**** Trecho selecionado

|
Texto Anterior | Próximo Texto | Índice
OPINIÃO ECONÔMICA
Exportações, portos e candidatos
WADY JASMIN
Em encontro recentemente
articulado entre um dos presidenciáveis e grupo representativo de diferentes segmentos privados, tive a oportunidade de indagar do postulante quanto a sua
percepção sobre os portos nacionais e quanto ao foco que esses
mereceriam caso viesse a se eleger.
A resposta surpreendeu-me pela demonstração de objetivo conhecimento dos óbices que ainda
afligem a estrutura logística nacional e, no caso dos portos, retardam sua consolidação como centros de excelência logística.
A manifestação, incisiva, associada ao declarado compromisso
de todos os candidatos, independentemente de orientação ideológica, com providências capazes de
alavancar as exportações nacionais, enseja renovada esperança
de que, na quadra governamental
a inaugurar-se em janeiro próximo, os portos brasileiros venham
a receber apoio político mais intenso e direção normativa mais
consistente com as metas que lhes
foram atribuídas no programa
nacional de privatizações portuárias.
É fato incontroverso que, decorridos cerca de cinco anos das privatizações no setor, a expressiva
maioria dos terminais portuários
privatizados alcançou eficácia
operacional já alinhada a padrões
internacionais. No maior complexo portuário brasileiro, o porto de
Santos, por onde transitam 40%
das cargas conteinerizadas de comércio exterior do país, a velocidade operacional foi mais que
quadruplicada no período, os
congestionamentos, eliminados,
e os preços da movimentação de
cargas, reduzidos em cerca de
dois terços!
Lamentavelmente, entretanto,
parece escapar a diferentes níveis
de governo que a influência isolada do operador portuário na promoção de instrumentos logísticos
crescentemente competitivos esgota-se, nítida e naturalmente, na
sua capacidade de agregar eficiência à operação, de modo a transferir ao mercado, em ambiente concorrencial, uma parcela dos ganhos daí decorrentes.

********
**** Itens exibidos

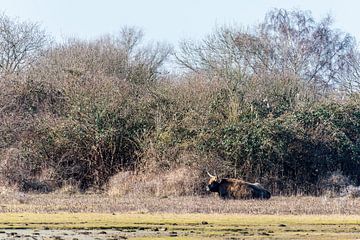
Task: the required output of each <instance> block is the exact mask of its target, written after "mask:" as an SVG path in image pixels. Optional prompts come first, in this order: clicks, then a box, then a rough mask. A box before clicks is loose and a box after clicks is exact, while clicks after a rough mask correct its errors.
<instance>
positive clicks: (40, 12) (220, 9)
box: [0, 0, 360, 45]
mask: <svg viewBox="0 0 360 240" xmlns="http://www.w3.org/2000/svg"><path fill="white" fill-rule="evenodd" d="M272 8H286V9H294V8H296V9H302V10H310V11H311V12H312V13H313V16H314V17H315V18H316V19H320V18H321V17H324V16H326V14H329V13H330V14H331V15H332V16H333V17H334V18H335V26H336V27H337V28H340V29H341V30H343V31H345V32H349V33H350V34H352V35H353V36H355V37H356V39H357V41H359V40H360V27H359V25H358V23H360V13H359V10H360V1H357V0H342V1H339V0H0V12H3V13H5V14H6V15H9V16H11V17H18V18H19V19H20V20H30V21H36V22H39V23H40V24H41V25H42V26H43V27H44V28H45V29H46V30H47V31H48V32H49V33H50V34H51V35H52V36H54V37H55V39H56V40H58V41H62V40H64V39H66V38H68V37H79V38H83V39H92V38H95V37H97V36H100V35H103V34H107V33H110V34H115V33H116V32H117V31H118V30H119V29H120V28H121V27H122V26H137V27H140V28H141V29H143V30H144V32H145V36H146V38H147V39H151V40H156V41H165V42H169V43H171V44H174V45H176V44H177V42H178V41H179V40H181V39H184V38H192V39H199V38H201V37H202V36H204V35H206V34H207V33H210V32H211V31H212V30H213V28H214V27H215V25H222V24H236V25H244V26H248V25H254V24H256V23H258V22H260V21H262V19H263V18H264V15H265V13H266V12H267V11H269V10H270V9H272Z"/></svg>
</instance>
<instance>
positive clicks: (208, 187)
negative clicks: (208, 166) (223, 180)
mask: <svg viewBox="0 0 360 240" xmlns="http://www.w3.org/2000/svg"><path fill="white" fill-rule="evenodd" d="M207 174H208V175H209V177H210V180H209V183H208V186H207V188H206V189H207V190H208V191H210V192H219V186H220V181H221V180H220V178H219V177H218V176H217V175H215V176H214V175H211V174H210V173H209V172H207Z"/></svg>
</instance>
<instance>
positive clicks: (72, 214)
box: [0, 192, 360, 240]
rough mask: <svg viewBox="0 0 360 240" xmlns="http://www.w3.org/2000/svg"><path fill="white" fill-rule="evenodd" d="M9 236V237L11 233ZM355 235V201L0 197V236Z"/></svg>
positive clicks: (3, 193) (313, 197) (169, 237)
mask: <svg viewBox="0 0 360 240" xmlns="http://www.w3.org/2000/svg"><path fill="white" fill-rule="evenodd" d="M14 234H15V235H14ZM14 236H17V238H16V239H29V240H34V239H35V240H36V239H39V240H40V239H57V240H76V239H78V240H88V239H90V240H91V239H94V240H95V239H125V238H127V239H156V238H165V239H168V238H171V239H259V238H260V239H357V238H358V239H360V199H359V198H328V197H295V196H293V197H278V196H275V197H273V198H271V199H270V200H267V201H257V200H228V201H224V200H221V199H219V198H218V197H217V196H188V197H167V198H159V197H144V196H143V197H133V196H128V197H121V196H108V195H104V194H74V195H72V194H70V195H69V194H61V193H58V194H55V193H54V194H20V193H11V192H8V193H3V194H0V239H15V238H14Z"/></svg>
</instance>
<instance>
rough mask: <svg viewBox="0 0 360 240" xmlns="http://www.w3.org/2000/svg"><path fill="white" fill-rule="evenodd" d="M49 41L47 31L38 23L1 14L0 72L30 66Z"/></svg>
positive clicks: (8, 70) (3, 73) (0, 32)
mask: <svg viewBox="0 0 360 240" xmlns="http://www.w3.org/2000/svg"><path fill="white" fill-rule="evenodd" d="M47 42H48V38H47V35H46V34H45V31H44V30H42V29H41V28H40V27H39V25H38V24H37V23H30V22H20V21H18V20H16V19H11V18H9V17H8V16H6V15H0V74H1V75H6V74H10V73H17V72H19V71H21V70H23V69H24V68H26V67H28V66H29V65H30V64H31V63H32V62H33V61H34V60H35V57H36V55H37V54H38V53H39V52H40V51H41V50H42V49H44V47H45V46H46V43H47Z"/></svg>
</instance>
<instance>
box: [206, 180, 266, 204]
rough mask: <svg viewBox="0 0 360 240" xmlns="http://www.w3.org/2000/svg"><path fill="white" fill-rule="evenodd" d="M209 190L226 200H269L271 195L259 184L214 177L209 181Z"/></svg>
mask: <svg viewBox="0 0 360 240" xmlns="http://www.w3.org/2000/svg"><path fill="white" fill-rule="evenodd" d="M208 190H209V191H211V192H217V193H219V196H220V197H221V198H224V199H228V198H233V199H252V198H257V199H269V198H270V197H271V194H270V192H269V191H268V190H266V189H265V188H264V187H263V186H261V185H260V184H259V183H249V182H245V181H243V180H241V179H235V178H223V179H219V178H218V177H217V176H212V177H211V178H210V180H209V185H208Z"/></svg>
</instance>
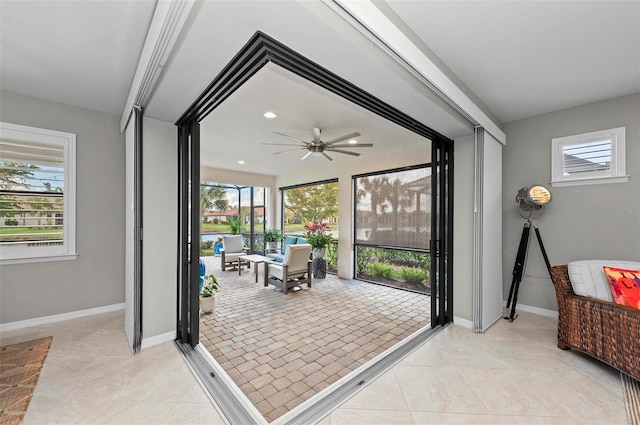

********

Tarefas obrigatórias:
1. Reproduza, do artigo sobre os portos brasileiros, a passagem que começa em "A manifestação, incisiva, associada" e prossegue até "de privatizações portuárias.".
2. Com base no artigo sobre os portos brasileiros, responda:
(a) Em que mês se inaugura a próxima quadra governamental mencionada?
(b) Que porcentagem das cargas conteinerizadas de comércio exterior do país transita pelo porto de Santos?
(c) Em quanto foram reduzidos os preços da movimentação de cargas nesse porto?

Lista de respostas:
1.
A manifestação, incisiva, associada ao declarado compromisso
de todos os candidatos, independentemente de orientação ideológica, com providências capazes de
alavancar as exportações nacionais, enseja renovada esperança
de que, na quadra governamental
a inaugurar-se em janeiro próximo, os portos brasileiros venham
a receber apoio político mais intenso e direção normativa mais
consistente com as metas que lhes
foram atribuídas no programa
nacional de privatizações portuárias.

2.
(a) Em janeiro.
(b) 40%.
(c) Em cerca de dois terços.